# Instructions to follow
Would you please return the line containing "Can you see the black sleeve" and all the lines after it through the end of the records below, unchanged and on their own?

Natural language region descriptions
------------------------------------

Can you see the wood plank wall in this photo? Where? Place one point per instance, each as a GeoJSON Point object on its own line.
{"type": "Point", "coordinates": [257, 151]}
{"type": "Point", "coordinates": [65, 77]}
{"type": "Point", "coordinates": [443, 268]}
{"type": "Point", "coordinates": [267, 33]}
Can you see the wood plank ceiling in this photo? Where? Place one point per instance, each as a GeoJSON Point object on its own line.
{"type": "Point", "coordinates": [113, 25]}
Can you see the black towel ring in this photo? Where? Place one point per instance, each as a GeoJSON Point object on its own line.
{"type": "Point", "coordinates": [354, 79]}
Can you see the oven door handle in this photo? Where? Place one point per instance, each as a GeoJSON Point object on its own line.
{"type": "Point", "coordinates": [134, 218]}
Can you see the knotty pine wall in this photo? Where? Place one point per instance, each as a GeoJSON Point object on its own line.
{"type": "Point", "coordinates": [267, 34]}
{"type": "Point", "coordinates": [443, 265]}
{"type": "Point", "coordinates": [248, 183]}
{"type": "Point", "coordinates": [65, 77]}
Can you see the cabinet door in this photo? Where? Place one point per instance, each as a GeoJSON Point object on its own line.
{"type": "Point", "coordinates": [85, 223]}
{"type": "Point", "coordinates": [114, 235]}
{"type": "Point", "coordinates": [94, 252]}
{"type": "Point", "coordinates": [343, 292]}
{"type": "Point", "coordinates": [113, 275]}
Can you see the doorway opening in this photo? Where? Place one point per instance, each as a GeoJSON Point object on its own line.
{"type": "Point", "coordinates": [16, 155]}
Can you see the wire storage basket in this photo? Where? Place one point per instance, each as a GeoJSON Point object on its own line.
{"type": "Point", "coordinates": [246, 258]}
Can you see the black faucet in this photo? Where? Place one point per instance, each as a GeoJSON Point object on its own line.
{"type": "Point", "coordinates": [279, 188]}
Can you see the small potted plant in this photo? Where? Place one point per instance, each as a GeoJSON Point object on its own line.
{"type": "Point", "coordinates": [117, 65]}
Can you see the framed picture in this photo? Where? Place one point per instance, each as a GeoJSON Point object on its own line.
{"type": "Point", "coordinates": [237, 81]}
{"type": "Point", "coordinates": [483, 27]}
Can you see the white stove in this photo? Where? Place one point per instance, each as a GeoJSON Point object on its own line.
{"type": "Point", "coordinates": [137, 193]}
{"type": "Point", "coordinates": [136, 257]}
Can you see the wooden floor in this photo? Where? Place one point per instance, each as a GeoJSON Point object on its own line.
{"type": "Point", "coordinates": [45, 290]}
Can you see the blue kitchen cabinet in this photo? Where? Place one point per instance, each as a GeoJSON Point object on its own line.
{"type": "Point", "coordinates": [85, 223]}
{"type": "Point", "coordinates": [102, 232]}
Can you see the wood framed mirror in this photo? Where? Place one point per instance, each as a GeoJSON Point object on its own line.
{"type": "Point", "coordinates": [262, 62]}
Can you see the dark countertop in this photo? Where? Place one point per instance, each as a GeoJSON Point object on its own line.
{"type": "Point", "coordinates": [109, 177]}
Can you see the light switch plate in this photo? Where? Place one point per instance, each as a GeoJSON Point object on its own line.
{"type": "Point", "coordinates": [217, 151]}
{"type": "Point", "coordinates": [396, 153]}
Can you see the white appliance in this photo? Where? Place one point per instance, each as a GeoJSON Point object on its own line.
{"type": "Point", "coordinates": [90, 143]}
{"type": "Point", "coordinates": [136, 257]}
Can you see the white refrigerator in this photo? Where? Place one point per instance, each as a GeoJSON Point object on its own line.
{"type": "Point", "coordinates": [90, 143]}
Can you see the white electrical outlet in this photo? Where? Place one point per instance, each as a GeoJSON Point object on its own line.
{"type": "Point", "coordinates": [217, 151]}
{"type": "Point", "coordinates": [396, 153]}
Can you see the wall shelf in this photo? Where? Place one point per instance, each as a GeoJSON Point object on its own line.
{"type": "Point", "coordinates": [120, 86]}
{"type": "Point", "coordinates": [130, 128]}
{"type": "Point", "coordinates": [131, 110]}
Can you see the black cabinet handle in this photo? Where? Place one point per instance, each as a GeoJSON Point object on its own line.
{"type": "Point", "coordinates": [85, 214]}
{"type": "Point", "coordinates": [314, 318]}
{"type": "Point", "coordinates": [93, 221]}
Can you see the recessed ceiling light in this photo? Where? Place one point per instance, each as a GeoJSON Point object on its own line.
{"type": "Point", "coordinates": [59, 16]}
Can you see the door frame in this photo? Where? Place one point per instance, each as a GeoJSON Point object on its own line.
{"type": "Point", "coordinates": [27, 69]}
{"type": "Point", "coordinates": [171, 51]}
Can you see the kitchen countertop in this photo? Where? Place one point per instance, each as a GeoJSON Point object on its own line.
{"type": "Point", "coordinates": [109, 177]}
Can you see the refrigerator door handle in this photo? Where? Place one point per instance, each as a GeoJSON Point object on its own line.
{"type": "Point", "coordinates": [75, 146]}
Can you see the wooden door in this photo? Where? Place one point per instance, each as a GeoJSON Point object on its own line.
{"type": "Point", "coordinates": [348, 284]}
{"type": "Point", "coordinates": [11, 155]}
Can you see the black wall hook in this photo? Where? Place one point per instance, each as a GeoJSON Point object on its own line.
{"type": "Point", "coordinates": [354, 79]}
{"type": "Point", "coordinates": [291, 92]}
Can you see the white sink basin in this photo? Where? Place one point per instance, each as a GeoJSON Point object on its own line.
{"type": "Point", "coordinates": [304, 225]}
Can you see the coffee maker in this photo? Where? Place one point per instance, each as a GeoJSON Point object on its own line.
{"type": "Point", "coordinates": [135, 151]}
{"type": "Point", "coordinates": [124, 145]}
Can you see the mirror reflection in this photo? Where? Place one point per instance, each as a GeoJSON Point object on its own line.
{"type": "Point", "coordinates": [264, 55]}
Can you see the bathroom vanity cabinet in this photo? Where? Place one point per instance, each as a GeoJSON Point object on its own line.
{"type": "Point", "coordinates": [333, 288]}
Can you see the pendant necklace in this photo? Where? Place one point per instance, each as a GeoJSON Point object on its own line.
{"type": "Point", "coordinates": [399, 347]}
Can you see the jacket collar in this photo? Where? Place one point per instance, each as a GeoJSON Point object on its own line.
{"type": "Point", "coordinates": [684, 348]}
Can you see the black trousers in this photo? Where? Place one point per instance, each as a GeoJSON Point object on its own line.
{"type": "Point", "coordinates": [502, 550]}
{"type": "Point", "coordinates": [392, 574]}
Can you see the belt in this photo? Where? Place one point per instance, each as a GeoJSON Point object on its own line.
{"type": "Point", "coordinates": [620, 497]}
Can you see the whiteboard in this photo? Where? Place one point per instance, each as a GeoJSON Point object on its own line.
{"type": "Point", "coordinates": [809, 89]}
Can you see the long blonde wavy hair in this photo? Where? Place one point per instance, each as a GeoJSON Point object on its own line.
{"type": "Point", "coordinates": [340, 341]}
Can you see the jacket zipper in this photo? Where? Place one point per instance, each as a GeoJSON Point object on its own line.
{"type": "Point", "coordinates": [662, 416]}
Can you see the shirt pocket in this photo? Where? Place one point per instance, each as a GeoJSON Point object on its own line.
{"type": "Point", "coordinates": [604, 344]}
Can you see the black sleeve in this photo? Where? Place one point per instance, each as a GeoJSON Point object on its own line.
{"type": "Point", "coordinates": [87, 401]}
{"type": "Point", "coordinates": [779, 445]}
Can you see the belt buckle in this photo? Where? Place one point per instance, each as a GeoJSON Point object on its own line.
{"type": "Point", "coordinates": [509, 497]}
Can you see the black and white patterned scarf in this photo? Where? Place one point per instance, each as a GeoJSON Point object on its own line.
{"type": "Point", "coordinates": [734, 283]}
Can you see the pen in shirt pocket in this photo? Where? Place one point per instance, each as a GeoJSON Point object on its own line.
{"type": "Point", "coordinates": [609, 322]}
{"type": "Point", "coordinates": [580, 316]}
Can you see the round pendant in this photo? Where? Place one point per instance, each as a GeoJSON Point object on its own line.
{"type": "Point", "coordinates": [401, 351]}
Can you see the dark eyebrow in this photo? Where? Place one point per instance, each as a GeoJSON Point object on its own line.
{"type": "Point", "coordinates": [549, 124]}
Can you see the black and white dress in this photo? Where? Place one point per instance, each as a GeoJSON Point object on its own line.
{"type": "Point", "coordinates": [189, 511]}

------------------------------------

# Exercise output
Can you see the black sleeve in this photo? Where? Place one point per instance, each as a GeoJSON Point object on its own line.
{"type": "Point", "coordinates": [87, 401]}
{"type": "Point", "coordinates": [779, 445]}
Can you see the belt buckle in this photo? Where? Place one point per instance, each as a GeoJSON Point object on its own line.
{"type": "Point", "coordinates": [509, 497]}
Can you see the black and white patterned scarf in this photo? Where? Place one point per instance, each as a GeoJSON Point object on its own line.
{"type": "Point", "coordinates": [734, 283]}
Can you see the pen in shirt pocket in this photo? Where? Place one point per instance, each as a GeoJSON Point object on its own line.
{"type": "Point", "coordinates": [609, 322]}
{"type": "Point", "coordinates": [580, 316]}
Can you see the round pendant in this photo? Where? Place one point per instance, each as a GeoJSON Point object on its own line.
{"type": "Point", "coordinates": [401, 351]}
Can you see the dark eyebrow in this photo? Where? Place one point per instance, each as a GeoJSON Point object on its own line.
{"type": "Point", "coordinates": [549, 124]}
Can you see the black and white dress in this photo? Where? Place one point per instance, each as a GeoJSON Point object on its own line.
{"type": "Point", "coordinates": [189, 511]}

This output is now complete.